### What you should do
Please repeat, word for word, the stretch of the Java date-handling article below that begins at the words "The state of" and ends with "produce bizarre results.".

### Page extract
Tired of Date and Calendar?

It's not always easy to decide whether to add yet another dependency to yet another framework. It's especially hard when it's about a very central part of the JDK, like Date and Calendar. They are not great, there's little doubt about that. However, the benefits of a new framework would have to be numerous in order for us to make the switch. It must also be simple to convert between the standard classes and the framework classes. The impact on our project must be minimal. Ideally, it would be a question of dropping in a single jar-file. This article not only finds the weak spots of Date and Calendar, but also presents a compelling alternative.

How bad are Date and Calendar?

Consider java.util.Date. It has been around since JDK 1.0, and it's actually not a date, but a date and a time. In order to get the date (and the time), you call the getTime() method. It uses two-digit years from 1900, day-of-month is one-based, while month and hours are zero-based, it should have been immutable, and most methods have been deprecated in JDK 1.1. Since it's not final, it's possible to hack it by overriding critical methods, like for example after.

The state of java.util.Calendar is not much better. Month is zero-based, it should have been immutable, and it allows only one hour offset for daylight savings time. Some years have more, you know. British timezone in 1943, 1944 and 1945, for example, had two hours. The worst part is that it uses two different representations internally: a value for each field, and milliseconds since 1970. The scary part is that these two representations are not continuously kept in synch. Instead they are resynched as a side effect of other method calls, like equals for example. Wouldn't that be something? You call equals on your Calendar and suddenly it changes to a different date.

Then we have java.util.SimpleDateFormat. It requires a Date object, it's not very fast, and it's not thread-safe. If concurrent threads call its format method on a shared instance, it can produce bizarre results.

They can't be that bad, can they?

Let's print out a date. We want July 2, 1945 and the time should be 12.30 PM. Here we go:

 
Date date = new Date(1945, 7, 2, 12, 30, 0);
System.out.println(date.toString());
 
// Sat Aug 02 12:30:00 CEST 3845
 

Oops. Forgot the two-digit year and the zero-based month. Let's try again:

 
int year = 1945 - 1900;
int month = 7 - 1;
Date date = new Date(year, month, 2, 12, 30, 0);
System.out.println(date.toString());
 
// Mon Jul 02 12:30:00 CEST 1945
 

Yes, I know that the constructor used above is deprecated. This is how it really should be done:

 
TimeZone tz = TimeZone.getTimeZone("Asia/Tokyo");
Calendar cal = Calendar.getInstance(tz);
cal.set(1945, Calendar.JULY, 2, 12, 30, 0);
DateFormat f= new SimpleDateFormat("yyyy-MM-dd hh:mm");
System.out.println(f.format(cal));
 
// java.lang.IllegalArgumentException: Cannot format given Object as a Date
// at java.text.DateFormat.format(DateFormat.java:279)

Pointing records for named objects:
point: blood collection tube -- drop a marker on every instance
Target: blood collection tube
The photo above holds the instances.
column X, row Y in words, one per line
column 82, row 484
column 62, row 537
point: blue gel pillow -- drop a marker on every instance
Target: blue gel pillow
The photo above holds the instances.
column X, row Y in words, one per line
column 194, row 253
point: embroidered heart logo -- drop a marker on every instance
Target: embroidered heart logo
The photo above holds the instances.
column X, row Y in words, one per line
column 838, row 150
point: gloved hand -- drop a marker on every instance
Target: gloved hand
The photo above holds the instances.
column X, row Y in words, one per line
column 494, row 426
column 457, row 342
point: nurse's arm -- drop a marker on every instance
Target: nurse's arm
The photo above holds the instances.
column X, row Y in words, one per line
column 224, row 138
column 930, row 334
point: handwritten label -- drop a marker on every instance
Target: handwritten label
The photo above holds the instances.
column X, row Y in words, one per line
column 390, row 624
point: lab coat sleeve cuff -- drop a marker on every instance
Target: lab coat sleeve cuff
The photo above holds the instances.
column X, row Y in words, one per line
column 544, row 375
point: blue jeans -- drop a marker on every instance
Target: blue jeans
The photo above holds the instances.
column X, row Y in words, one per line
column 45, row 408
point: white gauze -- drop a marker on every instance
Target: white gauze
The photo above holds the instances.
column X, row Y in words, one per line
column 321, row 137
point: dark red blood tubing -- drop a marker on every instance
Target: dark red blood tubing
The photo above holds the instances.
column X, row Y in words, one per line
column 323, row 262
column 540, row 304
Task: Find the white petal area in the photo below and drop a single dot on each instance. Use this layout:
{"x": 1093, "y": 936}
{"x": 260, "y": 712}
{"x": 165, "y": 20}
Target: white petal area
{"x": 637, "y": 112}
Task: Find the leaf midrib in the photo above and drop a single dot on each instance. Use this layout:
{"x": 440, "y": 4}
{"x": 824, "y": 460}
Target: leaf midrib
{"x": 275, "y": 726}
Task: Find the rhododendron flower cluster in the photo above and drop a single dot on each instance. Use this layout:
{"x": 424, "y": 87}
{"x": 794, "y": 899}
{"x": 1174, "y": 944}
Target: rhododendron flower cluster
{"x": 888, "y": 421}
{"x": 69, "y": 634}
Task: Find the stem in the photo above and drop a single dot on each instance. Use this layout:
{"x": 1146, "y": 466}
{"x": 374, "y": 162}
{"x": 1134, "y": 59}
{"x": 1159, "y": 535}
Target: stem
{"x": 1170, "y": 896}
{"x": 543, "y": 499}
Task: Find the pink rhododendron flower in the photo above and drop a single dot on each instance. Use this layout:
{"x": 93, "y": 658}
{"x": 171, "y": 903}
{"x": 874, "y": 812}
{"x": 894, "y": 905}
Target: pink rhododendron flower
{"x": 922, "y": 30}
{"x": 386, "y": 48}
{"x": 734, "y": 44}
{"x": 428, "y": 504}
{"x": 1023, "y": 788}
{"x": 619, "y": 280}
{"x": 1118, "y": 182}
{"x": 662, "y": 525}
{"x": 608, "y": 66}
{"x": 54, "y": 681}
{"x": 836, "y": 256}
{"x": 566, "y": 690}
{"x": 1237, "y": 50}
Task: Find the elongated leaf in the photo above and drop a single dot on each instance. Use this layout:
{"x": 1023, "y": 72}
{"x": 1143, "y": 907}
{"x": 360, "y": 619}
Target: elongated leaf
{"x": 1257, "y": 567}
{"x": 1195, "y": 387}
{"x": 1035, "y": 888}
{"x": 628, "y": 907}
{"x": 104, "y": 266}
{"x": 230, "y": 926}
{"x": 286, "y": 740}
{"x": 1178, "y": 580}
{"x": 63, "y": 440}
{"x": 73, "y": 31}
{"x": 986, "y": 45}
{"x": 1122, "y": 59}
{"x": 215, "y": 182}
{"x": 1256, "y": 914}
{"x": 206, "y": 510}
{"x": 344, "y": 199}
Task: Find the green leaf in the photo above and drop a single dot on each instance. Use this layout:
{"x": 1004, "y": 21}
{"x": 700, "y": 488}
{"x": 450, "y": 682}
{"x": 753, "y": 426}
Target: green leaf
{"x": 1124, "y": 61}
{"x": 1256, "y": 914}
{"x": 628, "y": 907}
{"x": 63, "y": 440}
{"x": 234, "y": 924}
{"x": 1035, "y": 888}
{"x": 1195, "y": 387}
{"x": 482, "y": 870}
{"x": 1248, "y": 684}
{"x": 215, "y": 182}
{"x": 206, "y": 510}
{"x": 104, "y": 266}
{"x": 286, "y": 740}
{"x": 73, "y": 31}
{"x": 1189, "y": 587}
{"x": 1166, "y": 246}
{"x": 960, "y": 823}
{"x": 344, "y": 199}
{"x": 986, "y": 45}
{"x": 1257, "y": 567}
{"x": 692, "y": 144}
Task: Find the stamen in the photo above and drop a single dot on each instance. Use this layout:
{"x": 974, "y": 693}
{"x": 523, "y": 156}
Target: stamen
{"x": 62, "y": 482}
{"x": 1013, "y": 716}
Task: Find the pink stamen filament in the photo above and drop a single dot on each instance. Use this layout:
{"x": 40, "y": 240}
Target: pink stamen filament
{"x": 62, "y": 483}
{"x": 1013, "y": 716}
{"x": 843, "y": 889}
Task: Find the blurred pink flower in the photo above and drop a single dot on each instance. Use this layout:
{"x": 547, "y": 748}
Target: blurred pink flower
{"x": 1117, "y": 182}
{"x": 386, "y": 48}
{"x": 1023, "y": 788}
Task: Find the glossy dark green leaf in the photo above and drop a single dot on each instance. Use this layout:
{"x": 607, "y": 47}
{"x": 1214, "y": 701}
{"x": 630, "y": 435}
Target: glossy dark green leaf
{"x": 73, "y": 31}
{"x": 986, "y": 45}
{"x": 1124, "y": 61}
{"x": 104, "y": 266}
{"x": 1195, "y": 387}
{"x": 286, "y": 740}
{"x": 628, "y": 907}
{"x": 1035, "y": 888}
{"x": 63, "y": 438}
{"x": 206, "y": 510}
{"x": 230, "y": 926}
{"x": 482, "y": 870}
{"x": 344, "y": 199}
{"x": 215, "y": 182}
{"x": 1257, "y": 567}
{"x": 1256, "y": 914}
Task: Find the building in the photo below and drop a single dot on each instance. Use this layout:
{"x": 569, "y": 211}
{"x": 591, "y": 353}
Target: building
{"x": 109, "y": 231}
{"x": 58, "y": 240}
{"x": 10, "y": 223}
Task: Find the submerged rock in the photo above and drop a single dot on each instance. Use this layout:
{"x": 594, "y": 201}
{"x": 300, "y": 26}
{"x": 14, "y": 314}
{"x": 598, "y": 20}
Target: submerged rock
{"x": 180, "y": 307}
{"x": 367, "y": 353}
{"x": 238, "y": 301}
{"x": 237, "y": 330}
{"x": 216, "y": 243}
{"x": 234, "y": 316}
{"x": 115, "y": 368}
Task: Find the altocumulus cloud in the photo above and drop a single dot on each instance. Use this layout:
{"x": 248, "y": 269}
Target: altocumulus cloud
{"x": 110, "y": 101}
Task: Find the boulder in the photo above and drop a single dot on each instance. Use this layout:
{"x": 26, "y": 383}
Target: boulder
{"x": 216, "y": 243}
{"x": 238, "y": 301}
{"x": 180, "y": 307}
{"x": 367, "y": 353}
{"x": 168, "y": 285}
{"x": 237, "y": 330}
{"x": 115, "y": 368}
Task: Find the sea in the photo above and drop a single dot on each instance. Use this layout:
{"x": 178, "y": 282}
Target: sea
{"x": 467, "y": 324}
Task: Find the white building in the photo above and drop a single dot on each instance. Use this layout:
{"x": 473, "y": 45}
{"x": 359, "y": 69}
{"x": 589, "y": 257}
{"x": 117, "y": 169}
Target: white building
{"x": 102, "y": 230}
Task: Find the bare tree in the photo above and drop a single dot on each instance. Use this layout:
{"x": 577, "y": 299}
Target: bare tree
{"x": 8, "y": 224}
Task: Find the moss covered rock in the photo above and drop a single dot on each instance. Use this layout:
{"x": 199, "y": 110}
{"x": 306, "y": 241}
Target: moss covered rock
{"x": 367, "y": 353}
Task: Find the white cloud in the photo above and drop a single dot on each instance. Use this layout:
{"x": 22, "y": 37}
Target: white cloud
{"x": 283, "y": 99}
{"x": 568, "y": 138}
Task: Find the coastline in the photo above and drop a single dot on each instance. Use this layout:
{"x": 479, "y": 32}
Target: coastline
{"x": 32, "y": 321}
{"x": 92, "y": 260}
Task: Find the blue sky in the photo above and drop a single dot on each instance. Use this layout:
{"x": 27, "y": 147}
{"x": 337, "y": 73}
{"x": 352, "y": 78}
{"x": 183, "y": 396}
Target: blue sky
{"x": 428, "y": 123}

### Output of the exercise
The state of java.util.Calendar is not much better. Month is zero-based, it should have been immutable, and it allows only one hour offset for daylight savings time. Some years have more, you know. British timezone in 1943, 1944 and 1945, for example, had two hours. The worst part is that it uses two different representations internally: a value for each field, and milliseconds since 1970. The scary part is that these two representations are not continuously kept in synch. Instead they are resynched as a side effect of other method calls, like equals for example. Wouldn't that be something? You call equals on your Calendar and suddenly it changes to a different date.

Then we have java.util.SimpleDateFormat. It requires a Date object, it's not very fast, and it's not thread-safe. If concurrent threads call its format method on a shared instance, it can produce bizarre results.